§ Written instruction: Copy every one of the items below verbatim, changing nothing.

§ Task inputs:
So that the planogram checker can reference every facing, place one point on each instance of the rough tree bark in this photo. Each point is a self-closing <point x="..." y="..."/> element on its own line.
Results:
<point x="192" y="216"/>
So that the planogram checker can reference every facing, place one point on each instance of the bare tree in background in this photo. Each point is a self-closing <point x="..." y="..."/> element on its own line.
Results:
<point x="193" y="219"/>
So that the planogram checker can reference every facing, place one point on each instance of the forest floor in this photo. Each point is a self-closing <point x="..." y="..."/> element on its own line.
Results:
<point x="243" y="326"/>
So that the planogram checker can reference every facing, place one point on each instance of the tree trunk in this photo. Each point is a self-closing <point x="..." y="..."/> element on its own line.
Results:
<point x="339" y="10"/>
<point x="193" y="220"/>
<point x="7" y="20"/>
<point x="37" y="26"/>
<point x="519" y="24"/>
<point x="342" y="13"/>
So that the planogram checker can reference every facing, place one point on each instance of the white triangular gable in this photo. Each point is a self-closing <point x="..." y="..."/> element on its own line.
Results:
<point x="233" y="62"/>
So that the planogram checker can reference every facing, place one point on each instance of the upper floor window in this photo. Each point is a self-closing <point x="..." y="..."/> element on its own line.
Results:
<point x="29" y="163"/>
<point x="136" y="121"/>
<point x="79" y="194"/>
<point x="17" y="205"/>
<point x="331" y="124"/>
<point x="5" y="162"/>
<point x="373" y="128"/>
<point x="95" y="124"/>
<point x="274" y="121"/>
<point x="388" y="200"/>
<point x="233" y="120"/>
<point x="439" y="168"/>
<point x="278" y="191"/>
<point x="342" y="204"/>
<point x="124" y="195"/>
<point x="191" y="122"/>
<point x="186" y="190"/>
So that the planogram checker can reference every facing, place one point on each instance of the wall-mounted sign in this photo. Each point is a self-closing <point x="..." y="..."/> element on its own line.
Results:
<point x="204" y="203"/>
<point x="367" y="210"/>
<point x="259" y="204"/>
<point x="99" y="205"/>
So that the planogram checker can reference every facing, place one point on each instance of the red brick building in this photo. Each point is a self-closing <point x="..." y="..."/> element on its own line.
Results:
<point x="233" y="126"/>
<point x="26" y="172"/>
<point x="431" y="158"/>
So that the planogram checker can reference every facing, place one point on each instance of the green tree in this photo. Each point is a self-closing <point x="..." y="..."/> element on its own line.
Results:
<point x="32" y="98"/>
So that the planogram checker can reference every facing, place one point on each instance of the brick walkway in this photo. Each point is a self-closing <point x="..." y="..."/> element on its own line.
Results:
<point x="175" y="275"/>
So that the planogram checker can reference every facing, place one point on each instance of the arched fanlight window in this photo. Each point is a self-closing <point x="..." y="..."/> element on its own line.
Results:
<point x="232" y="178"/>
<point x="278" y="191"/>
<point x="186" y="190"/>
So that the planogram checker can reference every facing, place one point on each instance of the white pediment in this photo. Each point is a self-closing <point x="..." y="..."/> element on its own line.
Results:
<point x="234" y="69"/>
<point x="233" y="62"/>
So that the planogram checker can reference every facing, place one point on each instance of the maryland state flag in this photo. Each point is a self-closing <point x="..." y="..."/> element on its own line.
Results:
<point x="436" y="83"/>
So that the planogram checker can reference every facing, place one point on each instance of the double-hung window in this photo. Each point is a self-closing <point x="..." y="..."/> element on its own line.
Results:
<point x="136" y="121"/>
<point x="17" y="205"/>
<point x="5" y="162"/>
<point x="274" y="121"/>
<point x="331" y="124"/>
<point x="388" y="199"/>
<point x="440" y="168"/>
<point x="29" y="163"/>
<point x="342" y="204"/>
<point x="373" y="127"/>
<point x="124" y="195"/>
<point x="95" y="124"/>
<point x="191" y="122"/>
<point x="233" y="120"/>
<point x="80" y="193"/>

§ Expected output:
So that the planogram checker can reference every facing, place one point on each instance of the rough tree bark in this photo. Each point is a self-closing <point x="..." y="..."/> element on its own line.
Results:
<point x="192" y="216"/>
So that the planogram checker can reference every facing, place one point on each instance of the bare tree in background in this photo. Each point is a self-closing <point x="..." y="..."/> element on its own line.
Results:
<point x="193" y="219"/>
So that the planogram checker can reference every facing, place one point on each instance of the forest floor in this photo. Each point is a self-closing <point x="..." y="..."/> element on its own line.
Results:
<point x="243" y="326"/>
So that the planogram checker can reference every facing, place one point on each instance of the tree trunk in this photo. Each point is a self-closing <point x="..." y="..."/> element on its own line.
Results:
<point x="339" y="10"/>
<point x="193" y="220"/>
<point x="7" y="20"/>
<point x="37" y="26"/>
<point x="519" y="24"/>
<point x="342" y="13"/>
So that the planogram checker can reference every facing, place one point on each instance of the white triangular gable in this photo. Each point is a self-closing <point x="..." y="..."/> element on its own line.
Results:
<point x="233" y="62"/>
So that the planogram checker can reference every facing, place one point on each instance of the upper floor window in this photo. Each point is a self-closing <point x="..." y="..."/> element on its own line.
Results:
<point x="29" y="163"/>
<point x="136" y="121"/>
<point x="79" y="194"/>
<point x="17" y="205"/>
<point x="331" y="124"/>
<point x="5" y="162"/>
<point x="373" y="128"/>
<point x="95" y="124"/>
<point x="274" y="121"/>
<point x="388" y="200"/>
<point x="233" y="120"/>
<point x="439" y="168"/>
<point x="278" y="191"/>
<point x="342" y="204"/>
<point x="124" y="195"/>
<point x="191" y="122"/>
<point x="186" y="190"/>
So that the planogram checker can reference every facing, place one point on each instance of the wall-mounted sign in this photo. Each point is a self-closing <point x="..." y="..."/> element on its own line.
Results:
<point x="204" y="203"/>
<point x="367" y="210"/>
<point x="259" y="204"/>
<point x="99" y="205"/>
So that the planogram checker can reference every facing, place one point on each instance of the red brick building in this photo. Each point is a self-closing <point x="..." y="..."/> element on its own line.
Results:
<point x="233" y="126"/>
<point x="26" y="172"/>
<point x="431" y="158"/>
So that the planogram checker can reference every facing, place one point on each instance of the green tree in this photo. Each point is a self-closing <point x="..." y="..."/> element on its own line.
Results:
<point x="32" y="98"/>
So that the planogram checker can reference every facing, place one point on each instance of the brick walkway in this photo. Each point is a self-closing <point x="..." y="..."/> element on its own line.
Results:
<point x="175" y="275"/>
So that the planogram checker can reference every facing, place one point on each instance of the arched fanlight window in this photo. Each point is a self-closing <point x="..." y="..."/> element on its own line.
Results:
<point x="232" y="178"/>
<point x="278" y="191"/>
<point x="186" y="190"/>
So that the planogram checker can reference every facing, place one point on each instance of the white pediment in this photo. Each point is a self-closing <point x="..." y="..."/> element on its own line.
Results:
<point x="234" y="69"/>
<point x="233" y="62"/>
So that the planogram checker can reference every facing, place one point on each instance of the maryland state flag in this photo. Each point is a self-closing <point x="..." y="..."/> element on its own line.
Results:
<point x="436" y="83"/>
So that the planogram checker can reference every facing, place one point on each instance of the double-hung window in this photo. Each point is a self-closing <point x="..." y="..."/> element on its own line.
Results:
<point x="136" y="121"/>
<point x="17" y="205"/>
<point x="5" y="162"/>
<point x="274" y="121"/>
<point x="331" y="124"/>
<point x="388" y="199"/>
<point x="440" y="168"/>
<point x="29" y="163"/>
<point x="342" y="204"/>
<point x="373" y="127"/>
<point x="124" y="195"/>
<point x="95" y="124"/>
<point x="191" y="122"/>
<point x="233" y="120"/>
<point x="80" y="193"/>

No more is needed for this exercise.